START Text section
There are also to be more measures to help young people into work. The digital market is to be boosted by an overhaul of copyright rules.

Meanwhile, Juncker's promised action on tax will take the form of a law on the automatic exchange of information on member state tax rulings (sweetheart deals which facilitate tax avoidance), as well as an attempt to revive a law on a common corporate tax base (stuck in the legislative pipelines since 2011).

There will also be a "follow-up" to the EU's far-reaching stable of economic governance laws.

"The commission is ... developing proposals on further steps towards pooled sovereignty in economic government," says the mission statement accompanying the draft programme.

This will include "incentives" for structural reforms - one of the commission's biggest headaches is getting large member states such as France and Italy to undertake structural changes.

There will also be measures to address the "external representation" of the economic and monetary union, currently represented by several commissioners as well as the head of the eurozone finance ministers.

Noting that "citizens expect improvements in what the EU is doing and how we do it", the commission is planning on getting an agreement between itself, the European Parliament, and the EU Council (representing member states) to set up a "mandatory transparency register".

This will ensure that "all European institutions are open about who is influencing the decision-making process".
END Text section
START Records supplied
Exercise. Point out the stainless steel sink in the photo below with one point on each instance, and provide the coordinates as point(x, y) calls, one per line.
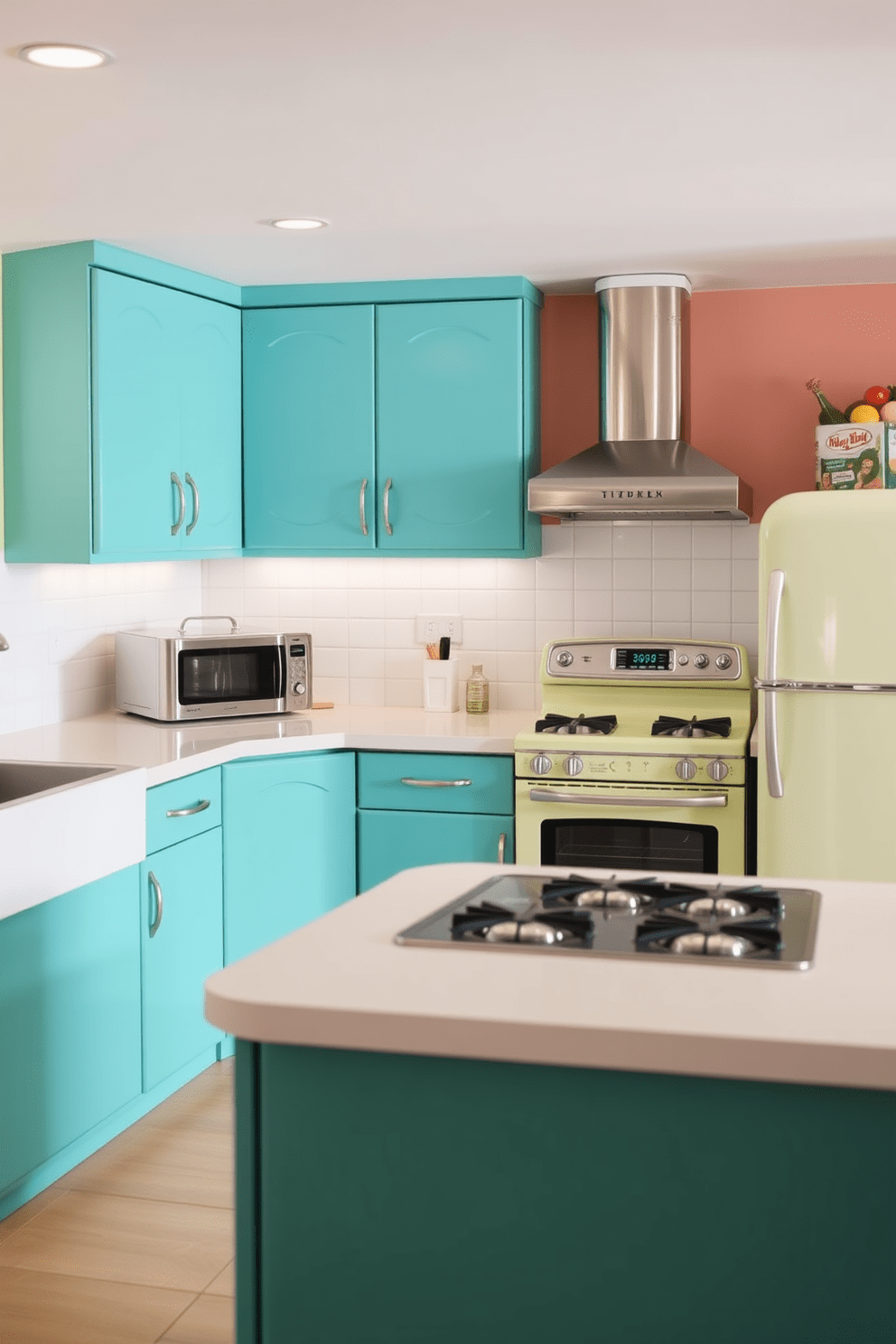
point(23, 779)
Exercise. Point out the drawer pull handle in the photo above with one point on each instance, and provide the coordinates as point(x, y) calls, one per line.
point(175, 480)
point(360, 509)
point(156, 886)
point(190, 812)
point(386, 518)
point(195, 490)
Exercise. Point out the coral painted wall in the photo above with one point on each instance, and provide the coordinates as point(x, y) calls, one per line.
point(751, 354)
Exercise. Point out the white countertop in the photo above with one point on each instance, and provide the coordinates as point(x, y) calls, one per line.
point(61, 839)
point(167, 751)
point(342, 983)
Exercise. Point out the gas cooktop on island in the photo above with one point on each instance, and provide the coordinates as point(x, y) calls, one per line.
point(639, 917)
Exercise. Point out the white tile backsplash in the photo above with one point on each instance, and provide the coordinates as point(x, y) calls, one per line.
point(676, 580)
point(61, 620)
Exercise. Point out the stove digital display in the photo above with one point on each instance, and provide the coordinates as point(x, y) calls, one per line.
point(644, 660)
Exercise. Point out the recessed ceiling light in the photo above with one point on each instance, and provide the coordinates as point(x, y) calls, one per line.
point(63, 55)
point(298, 223)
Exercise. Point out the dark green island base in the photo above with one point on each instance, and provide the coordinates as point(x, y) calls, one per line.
point(405, 1199)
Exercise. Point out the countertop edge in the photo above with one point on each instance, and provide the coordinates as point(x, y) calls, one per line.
point(578, 1047)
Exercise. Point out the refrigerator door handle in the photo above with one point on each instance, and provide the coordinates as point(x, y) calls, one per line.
point(772, 624)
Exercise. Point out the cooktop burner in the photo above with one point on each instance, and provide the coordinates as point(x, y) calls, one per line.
point(595, 723)
point(641, 917)
point(667, 726)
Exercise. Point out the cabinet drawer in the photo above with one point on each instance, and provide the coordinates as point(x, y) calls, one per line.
point(183, 808)
point(394, 781)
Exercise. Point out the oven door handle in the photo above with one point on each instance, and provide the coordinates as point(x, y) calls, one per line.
point(594, 800)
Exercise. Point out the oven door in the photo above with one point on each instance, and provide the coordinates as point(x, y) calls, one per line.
point(661, 826)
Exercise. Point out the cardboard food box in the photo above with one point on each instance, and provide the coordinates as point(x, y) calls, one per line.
point(856, 457)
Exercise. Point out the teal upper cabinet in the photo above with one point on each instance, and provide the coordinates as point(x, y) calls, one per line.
point(405, 426)
point(450, 427)
point(308, 396)
point(123, 407)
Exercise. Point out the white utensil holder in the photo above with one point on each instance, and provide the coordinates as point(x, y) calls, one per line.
point(441, 686)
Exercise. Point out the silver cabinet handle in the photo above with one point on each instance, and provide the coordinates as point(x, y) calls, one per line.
point(182, 628)
point(195, 490)
point(156, 886)
point(190, 812)
point(175, 480)
point(360, 507)
point(772, 625)
point(386, 490)
point(595, 800)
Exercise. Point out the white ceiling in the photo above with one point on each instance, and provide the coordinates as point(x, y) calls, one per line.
point(747, 144)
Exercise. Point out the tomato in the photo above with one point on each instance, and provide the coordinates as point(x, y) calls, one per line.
point(876, 396)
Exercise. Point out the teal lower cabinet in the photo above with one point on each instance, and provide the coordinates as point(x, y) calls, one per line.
point(182, 944)
point(400, 1199)
point(289, 845)
point(390, 842)
point(69, 1022)
point(424, 808)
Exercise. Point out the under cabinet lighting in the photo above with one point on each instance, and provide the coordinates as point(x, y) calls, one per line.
point(63, 55)
point(298, 223)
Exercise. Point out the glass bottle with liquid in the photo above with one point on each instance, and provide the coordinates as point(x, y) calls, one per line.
point(477, 691)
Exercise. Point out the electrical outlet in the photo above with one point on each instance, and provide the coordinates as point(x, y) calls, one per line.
point(432, 628)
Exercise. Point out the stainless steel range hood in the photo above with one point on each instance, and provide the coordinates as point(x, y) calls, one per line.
point(642, 468)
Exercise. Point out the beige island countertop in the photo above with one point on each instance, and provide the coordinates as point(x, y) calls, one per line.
point(342, 983)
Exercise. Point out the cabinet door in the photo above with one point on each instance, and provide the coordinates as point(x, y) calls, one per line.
point(210, 382)
point(289, 845)
point(165, 399)
point(70, 1013)
point(135, 430)
point(449, 396)
point(308, 388)
point(388, 842)
point(182, 944)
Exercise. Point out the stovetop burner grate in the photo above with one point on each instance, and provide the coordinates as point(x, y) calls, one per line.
point(645, 919)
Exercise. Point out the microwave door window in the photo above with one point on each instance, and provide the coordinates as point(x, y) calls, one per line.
point(664, 845)
point(211, 677)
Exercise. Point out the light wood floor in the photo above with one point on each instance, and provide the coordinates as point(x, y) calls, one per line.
point(137, 1244)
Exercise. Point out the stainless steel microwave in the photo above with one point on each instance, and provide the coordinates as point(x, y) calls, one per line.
point(173, 677)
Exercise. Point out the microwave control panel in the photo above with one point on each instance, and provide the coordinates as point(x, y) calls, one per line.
point(298, 671)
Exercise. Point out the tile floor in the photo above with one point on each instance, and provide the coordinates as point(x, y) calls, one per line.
point(135, 1244)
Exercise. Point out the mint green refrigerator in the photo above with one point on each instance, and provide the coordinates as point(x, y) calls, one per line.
point(826, 779)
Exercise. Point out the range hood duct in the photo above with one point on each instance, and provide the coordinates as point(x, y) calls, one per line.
point(642, 468)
END Records supplied
[Assignment 1]:
According to the text on the European Commission's draft programme, since what year has the law on a common corporate tax base been stuck in the legislative pipelines?
[Assignment 2]:
Resume the text on the European Commission's draft programme after its final sentence.

[Answer space 1]:
Since 2011.

[Answer space 2]:
It is also going to open a political can of worms by reviewing its system of approving GMOs - genetically modified organisms - in Europe.

GMOs, labour mobility

GMOs is a highly sensitive topic in several member states, made even more so by the fact that, under the current system, the commission can approve the authorisation of genetically modified products even if a majority of EU governments is opposed.

The recent highly publicised debate on the alleged abuse of national welfare systems by migrants has also made it on the commission's programme.

The draft text refers to "support [for] labour mobility", but also to "tackling abuse by means of better co-ordination of social security systems".

In other areas, the Juncker commission is planning for the EU to accede to the European Court of Human Rights, to make steps toward an "energy union "(high on the political agenda as the EU seeks to reduce its dependence on Russia) and to review its trade policies.

As a backdrop, it plans more efficient law-making, amid criticism that the EU regulates where it does not need to, or proposes laws that are unlikely to see the light of day.

Binning some laws

As part of this, the commission, led by anti-red-tape tsar Frans Timmermans, has suggested 80 pieces of law that should be binned.

These include several obsolete (often made redundant by other laws) pieces of legislation such as rules on past multi-year budgets or laws relating to farm aid.

Some are being scrapped because there is "no foreseeable agreement". The list covers: labelling of organic goods; a proposal on an EU-wide system for registering radioactive materials; a law on loans to nuclear power stations; and one on harmonisation of excise duty on alcohol.

Others still are being abandoned because their final negotiated state is very different from what the commission had originally proposed, as with taxation of energy products, or because the parliament asked for a law to be withdrawn (such as one on the marketing of plant reproductive material).

Some of decisions are set to be controversial, including the binning of legislation on air quality (to be modified as part of forthcoming climate legislation) and packaging waste ("no foreseeable agreement").